• [Source data]:
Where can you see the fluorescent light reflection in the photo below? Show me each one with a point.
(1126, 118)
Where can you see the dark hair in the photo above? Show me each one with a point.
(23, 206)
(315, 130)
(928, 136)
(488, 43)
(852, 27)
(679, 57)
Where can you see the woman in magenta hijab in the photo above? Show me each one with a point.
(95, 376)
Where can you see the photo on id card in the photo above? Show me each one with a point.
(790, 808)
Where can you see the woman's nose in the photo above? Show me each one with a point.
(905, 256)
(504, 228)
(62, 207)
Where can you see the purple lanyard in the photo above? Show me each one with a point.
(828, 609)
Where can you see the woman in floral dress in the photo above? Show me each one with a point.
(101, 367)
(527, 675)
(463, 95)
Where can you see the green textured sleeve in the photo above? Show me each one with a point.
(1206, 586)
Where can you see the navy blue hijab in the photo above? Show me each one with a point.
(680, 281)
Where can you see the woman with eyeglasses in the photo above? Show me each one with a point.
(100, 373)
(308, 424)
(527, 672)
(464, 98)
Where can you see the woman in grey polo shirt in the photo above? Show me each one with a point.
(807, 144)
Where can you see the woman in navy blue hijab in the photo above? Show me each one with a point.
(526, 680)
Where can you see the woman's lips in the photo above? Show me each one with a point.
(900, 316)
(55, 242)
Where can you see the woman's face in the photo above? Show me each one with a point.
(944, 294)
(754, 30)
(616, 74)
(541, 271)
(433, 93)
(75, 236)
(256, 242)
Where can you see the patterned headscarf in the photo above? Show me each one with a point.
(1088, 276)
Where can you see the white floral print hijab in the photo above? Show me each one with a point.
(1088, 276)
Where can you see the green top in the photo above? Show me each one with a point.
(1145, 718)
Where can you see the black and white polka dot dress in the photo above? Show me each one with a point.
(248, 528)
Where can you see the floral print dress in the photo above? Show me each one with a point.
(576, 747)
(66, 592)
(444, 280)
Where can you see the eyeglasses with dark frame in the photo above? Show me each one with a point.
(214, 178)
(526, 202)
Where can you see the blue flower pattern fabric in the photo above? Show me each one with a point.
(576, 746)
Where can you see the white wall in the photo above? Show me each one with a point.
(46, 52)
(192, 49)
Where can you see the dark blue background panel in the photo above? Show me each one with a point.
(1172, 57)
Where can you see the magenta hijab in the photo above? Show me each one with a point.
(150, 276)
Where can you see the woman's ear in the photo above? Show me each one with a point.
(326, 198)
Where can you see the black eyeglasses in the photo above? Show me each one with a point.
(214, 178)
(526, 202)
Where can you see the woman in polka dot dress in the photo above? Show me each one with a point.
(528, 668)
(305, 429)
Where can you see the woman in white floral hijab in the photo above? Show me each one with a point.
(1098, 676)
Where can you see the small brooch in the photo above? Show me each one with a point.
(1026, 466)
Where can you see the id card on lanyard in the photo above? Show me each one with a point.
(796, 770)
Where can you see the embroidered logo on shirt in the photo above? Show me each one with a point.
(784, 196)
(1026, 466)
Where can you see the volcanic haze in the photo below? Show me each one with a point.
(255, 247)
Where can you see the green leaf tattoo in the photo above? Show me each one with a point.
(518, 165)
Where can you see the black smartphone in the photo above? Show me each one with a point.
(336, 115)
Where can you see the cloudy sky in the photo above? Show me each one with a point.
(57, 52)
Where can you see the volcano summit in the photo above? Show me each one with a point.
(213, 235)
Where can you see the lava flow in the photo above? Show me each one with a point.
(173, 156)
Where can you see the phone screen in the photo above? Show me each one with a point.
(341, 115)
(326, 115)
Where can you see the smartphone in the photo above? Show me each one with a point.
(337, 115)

• [What is needed]: Rewrite the stretch from the line containing "Where can you see the smartphone" through the end of the items, requests included, and shift every coordinate in the answers by adding 89 to it.

• [Full response]:
Where can you see the smartphone in the photo above? Show me each one with a point.
(426, 204)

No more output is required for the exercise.